### Written request
Exactly transcribe the span of lines from the one containing "find dry grass" through the final line of the entries, inclusive, and nothing outside it. Exclude the pictures.

-- Begin Material to process --

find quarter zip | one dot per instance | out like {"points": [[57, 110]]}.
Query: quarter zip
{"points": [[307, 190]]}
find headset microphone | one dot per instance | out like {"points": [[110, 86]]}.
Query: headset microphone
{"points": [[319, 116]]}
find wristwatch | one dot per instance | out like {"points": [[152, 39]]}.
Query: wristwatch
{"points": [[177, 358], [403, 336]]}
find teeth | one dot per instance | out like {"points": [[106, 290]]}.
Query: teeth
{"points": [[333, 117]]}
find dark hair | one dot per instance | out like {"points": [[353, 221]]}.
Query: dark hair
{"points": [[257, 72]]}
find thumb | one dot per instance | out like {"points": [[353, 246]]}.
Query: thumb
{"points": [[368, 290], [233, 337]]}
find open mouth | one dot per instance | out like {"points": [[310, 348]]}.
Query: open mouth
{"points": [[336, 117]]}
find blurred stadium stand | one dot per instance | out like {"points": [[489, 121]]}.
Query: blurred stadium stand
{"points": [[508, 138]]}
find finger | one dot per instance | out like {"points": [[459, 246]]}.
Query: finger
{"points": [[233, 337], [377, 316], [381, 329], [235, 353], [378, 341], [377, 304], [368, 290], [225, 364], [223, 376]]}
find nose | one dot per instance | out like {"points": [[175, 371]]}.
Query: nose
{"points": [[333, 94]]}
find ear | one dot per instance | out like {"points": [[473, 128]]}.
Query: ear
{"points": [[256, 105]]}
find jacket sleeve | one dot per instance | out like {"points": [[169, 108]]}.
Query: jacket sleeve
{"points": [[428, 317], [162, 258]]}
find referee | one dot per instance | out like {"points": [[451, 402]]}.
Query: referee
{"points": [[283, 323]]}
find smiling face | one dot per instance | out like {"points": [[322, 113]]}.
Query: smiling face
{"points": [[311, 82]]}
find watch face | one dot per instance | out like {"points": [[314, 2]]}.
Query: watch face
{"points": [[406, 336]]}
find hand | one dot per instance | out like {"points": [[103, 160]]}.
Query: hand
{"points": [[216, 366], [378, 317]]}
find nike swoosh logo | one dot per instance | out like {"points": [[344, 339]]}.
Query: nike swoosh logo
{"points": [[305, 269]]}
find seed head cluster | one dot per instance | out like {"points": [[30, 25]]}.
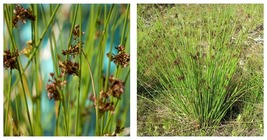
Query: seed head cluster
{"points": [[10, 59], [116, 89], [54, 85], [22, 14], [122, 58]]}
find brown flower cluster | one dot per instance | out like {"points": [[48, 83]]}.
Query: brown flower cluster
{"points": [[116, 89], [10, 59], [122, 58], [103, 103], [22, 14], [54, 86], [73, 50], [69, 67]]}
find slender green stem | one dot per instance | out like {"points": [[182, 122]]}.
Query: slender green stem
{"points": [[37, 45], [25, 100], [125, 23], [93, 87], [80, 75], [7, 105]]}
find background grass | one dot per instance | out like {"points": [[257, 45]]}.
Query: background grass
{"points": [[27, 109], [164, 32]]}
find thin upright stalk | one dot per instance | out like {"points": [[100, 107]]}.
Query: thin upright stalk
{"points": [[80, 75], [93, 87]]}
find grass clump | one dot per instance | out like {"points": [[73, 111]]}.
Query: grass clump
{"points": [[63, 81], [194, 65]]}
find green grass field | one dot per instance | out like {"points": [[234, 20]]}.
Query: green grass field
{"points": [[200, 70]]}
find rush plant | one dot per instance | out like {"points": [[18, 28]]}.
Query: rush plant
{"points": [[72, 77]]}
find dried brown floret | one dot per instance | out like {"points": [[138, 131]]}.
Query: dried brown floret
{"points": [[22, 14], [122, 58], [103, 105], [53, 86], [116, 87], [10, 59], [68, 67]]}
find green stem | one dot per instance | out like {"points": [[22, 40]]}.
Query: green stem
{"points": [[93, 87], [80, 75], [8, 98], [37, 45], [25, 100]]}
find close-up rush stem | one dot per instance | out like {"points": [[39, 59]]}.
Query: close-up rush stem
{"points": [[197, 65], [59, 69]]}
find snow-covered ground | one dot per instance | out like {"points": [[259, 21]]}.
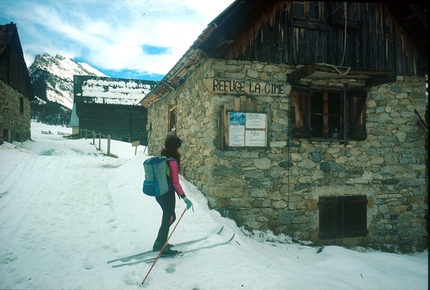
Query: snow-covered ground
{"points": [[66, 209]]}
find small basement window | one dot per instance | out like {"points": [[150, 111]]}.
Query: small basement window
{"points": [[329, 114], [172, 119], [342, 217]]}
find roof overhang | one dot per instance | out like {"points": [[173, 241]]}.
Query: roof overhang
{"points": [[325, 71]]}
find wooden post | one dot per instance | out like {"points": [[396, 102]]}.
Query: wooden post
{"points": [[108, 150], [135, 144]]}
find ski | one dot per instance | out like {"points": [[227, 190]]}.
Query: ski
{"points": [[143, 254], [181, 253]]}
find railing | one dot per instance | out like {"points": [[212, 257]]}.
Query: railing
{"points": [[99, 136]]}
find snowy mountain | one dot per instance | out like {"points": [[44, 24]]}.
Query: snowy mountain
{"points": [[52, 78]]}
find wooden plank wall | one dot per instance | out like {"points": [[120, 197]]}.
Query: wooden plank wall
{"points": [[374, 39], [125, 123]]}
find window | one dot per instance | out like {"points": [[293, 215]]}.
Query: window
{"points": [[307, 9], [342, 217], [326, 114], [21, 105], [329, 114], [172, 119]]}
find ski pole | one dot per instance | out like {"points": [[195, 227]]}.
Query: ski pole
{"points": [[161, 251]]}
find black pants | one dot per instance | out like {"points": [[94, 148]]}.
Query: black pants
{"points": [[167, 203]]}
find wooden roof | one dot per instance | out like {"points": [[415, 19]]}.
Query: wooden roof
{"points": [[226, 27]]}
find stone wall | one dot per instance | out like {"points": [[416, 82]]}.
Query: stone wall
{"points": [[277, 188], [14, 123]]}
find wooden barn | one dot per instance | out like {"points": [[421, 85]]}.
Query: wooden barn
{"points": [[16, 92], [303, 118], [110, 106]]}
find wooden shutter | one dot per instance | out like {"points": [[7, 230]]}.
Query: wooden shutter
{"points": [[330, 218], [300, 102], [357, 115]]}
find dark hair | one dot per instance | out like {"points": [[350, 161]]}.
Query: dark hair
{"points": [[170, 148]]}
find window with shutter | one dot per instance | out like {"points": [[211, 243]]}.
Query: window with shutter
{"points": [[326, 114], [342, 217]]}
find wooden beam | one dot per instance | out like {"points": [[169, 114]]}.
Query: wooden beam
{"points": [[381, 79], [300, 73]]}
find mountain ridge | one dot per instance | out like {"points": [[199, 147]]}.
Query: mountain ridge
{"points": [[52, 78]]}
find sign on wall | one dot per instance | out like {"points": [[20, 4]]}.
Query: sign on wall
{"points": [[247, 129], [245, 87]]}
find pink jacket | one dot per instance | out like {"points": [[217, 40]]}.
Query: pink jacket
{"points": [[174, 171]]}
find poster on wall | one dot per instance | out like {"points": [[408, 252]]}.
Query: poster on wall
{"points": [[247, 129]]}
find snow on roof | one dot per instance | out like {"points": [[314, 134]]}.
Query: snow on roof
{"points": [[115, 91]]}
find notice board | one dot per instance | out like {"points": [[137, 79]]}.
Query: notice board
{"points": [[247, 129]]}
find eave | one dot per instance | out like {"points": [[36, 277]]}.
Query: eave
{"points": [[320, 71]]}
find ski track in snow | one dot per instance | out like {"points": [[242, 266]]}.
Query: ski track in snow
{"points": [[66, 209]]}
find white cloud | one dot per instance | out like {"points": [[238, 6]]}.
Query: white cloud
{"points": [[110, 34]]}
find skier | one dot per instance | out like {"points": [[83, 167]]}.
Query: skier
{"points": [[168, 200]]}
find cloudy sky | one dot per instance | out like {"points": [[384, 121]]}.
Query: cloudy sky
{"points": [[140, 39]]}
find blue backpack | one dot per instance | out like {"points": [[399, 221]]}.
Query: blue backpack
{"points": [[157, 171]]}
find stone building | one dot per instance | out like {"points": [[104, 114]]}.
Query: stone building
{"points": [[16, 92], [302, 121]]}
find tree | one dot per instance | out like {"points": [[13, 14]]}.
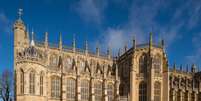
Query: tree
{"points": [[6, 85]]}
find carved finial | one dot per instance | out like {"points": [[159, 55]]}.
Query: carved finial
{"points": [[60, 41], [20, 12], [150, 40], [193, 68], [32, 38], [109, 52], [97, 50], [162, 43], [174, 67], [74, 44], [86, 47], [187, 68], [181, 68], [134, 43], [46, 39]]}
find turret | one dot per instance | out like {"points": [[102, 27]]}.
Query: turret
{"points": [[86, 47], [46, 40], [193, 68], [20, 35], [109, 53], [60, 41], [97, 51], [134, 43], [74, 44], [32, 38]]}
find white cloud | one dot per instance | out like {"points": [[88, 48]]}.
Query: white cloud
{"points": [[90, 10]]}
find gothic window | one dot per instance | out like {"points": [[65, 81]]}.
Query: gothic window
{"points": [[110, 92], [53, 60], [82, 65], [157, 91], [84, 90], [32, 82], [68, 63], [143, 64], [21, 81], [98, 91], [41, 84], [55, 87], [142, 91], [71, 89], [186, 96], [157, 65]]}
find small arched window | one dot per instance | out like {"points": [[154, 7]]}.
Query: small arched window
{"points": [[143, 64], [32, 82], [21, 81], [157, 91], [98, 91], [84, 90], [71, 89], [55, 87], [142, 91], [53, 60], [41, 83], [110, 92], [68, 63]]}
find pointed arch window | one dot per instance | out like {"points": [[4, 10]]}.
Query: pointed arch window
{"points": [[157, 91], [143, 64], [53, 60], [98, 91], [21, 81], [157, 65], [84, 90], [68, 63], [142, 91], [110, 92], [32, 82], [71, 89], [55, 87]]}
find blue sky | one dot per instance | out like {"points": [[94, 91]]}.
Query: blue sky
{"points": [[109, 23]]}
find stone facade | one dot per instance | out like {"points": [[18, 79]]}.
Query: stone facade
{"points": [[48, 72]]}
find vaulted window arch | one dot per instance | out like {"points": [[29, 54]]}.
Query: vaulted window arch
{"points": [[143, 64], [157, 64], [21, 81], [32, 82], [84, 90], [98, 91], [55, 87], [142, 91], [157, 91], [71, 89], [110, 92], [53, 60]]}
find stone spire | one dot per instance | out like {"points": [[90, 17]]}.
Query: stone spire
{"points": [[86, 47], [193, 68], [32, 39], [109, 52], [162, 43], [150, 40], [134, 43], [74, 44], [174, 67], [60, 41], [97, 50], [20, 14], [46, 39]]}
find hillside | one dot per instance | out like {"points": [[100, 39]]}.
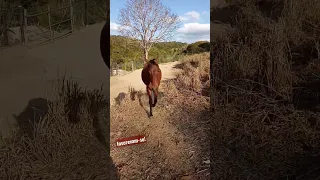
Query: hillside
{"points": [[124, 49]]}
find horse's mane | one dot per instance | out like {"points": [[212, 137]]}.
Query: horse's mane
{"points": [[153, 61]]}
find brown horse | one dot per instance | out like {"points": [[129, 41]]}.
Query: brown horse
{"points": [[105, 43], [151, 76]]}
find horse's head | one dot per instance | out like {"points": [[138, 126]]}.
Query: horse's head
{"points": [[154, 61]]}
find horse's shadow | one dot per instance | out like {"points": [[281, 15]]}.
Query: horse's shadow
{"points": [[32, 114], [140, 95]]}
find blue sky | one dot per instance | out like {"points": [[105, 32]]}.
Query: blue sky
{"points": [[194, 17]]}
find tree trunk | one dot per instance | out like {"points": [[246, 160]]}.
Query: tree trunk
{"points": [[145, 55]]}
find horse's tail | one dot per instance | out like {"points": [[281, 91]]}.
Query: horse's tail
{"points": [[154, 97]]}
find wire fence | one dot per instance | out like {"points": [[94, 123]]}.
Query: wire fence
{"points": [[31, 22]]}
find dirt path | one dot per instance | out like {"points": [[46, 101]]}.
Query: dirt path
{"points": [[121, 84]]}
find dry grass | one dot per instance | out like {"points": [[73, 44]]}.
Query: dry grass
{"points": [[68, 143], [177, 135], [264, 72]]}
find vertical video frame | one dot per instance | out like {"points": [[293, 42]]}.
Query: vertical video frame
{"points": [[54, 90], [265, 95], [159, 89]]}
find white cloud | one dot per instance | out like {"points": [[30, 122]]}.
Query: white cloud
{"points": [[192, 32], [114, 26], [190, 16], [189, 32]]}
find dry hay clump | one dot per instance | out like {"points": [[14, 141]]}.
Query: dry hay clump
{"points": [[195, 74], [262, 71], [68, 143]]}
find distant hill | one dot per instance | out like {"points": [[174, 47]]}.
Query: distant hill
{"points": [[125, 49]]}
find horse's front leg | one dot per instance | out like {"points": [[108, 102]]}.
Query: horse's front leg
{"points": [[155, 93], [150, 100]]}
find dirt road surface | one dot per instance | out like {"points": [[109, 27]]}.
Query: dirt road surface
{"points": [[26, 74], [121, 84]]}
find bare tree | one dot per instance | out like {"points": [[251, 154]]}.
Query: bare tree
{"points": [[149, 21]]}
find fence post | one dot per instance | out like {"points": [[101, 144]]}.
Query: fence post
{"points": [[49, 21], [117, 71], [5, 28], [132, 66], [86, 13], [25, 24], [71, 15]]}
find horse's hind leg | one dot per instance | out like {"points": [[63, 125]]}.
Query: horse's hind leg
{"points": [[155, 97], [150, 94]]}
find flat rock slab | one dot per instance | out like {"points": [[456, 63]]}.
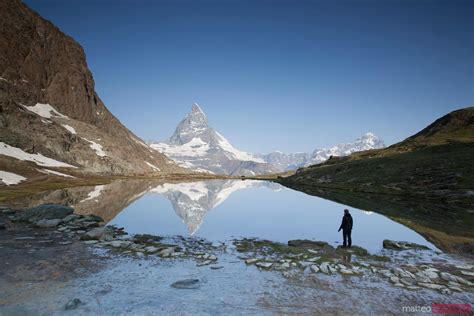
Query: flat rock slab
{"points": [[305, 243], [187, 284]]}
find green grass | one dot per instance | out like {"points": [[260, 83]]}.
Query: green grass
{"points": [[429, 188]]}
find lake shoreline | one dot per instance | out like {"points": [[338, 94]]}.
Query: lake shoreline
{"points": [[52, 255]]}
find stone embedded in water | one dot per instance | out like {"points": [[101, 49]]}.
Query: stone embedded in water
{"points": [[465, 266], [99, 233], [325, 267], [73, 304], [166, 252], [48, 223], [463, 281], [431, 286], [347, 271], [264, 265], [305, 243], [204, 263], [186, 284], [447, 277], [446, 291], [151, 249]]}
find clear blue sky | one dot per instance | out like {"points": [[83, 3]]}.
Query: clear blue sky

-- End Material to process --

### Complete response
find dry grass | one dot per instance | out like {"points": [[73, 44]]}.
Query: dry grass
{"points": [[68, 143], [177, 135], [264, 72]]}
find vertical video frame | one dot per instance | out like {"points": [[293, 42]]}.
Query: vertical video frame
{"points": [[54, 90], [265, 95], [159, 89]]}
find white cloud | one dot per instance | out like {"points": [[30, 122]]}.
Query: white cloud
{"points": [[192, 32], [114, 26], [190, 16], [189, 32]]}
find dry hay clump | one dot per instance | out like {"points": [[14, 141]]}.
Query: dry hay clump
{"points": [[195, 74], [262, 71], [68, 143]]}
find distant hill | one dot per instance | out like {"points": [[174, 47]]}.
Query: distant hill
{"points": [[125, 49]]}
find horse's front leg | one dot per instance | out like {"points": [[108, 102]]}.
Query: horse's front leg
{"points": [[155, 93], [150, 100]]}
find dirt road surface | one dot per instance | out like {"points": [[109, 27]]}.
Query: dirt road surface
{"points": [[26, 74], [121, 84]]}
find bare tree | one dot per instance | out like {"points": [[251, 154]]}.
Query: bare tree
{"points": [[149, 21]]}
find fence post | one dot per instance | out like {"points": [[101, 144]]}.
Query: fence post
{"points": [[49, 21], [117, 71], [5, 28], [132, 66], [86, 13], [25, 24], [71, 15]]}
find horse's hind leg | one dot per instance | out like {"points": [[63, 125]]}.
Query: horse's hind leg
{"points": [[155, 97], [150, 94]]}
find flat rock slab | one dot per instance | out like {"points": [[456, 63]]}.
Query: flat rock slab
{"points": [[305, 243], [187, 284]]}
find green grass | one dot per instance | out like {"points": [[260, 83]]}.
Query: green grass
{"points": [[429, 188]]}
find lake shoreline | one dot per instance | out like {"points": [[338, 94]]}.
Query: lake shoreline
{"points": [[52, 255]]}
find stone embedded in water | one dot per instance | out like {"points": [[101, 49]]}.
Query: stone embedded in water
{"points": [[465, 266], [99, 233], [325, 267], [73, 304], [166, 252], [48, 223], [463, 281], [431, 286], [347, 271], [264, 265], [305, 243], [204, 263], [186, 284], [447, 277], [446, 291], [151, 249]]}
find clear blue sky | one dot per instance | out like {"points": [[83, 3]]}.
Query: clear blue sky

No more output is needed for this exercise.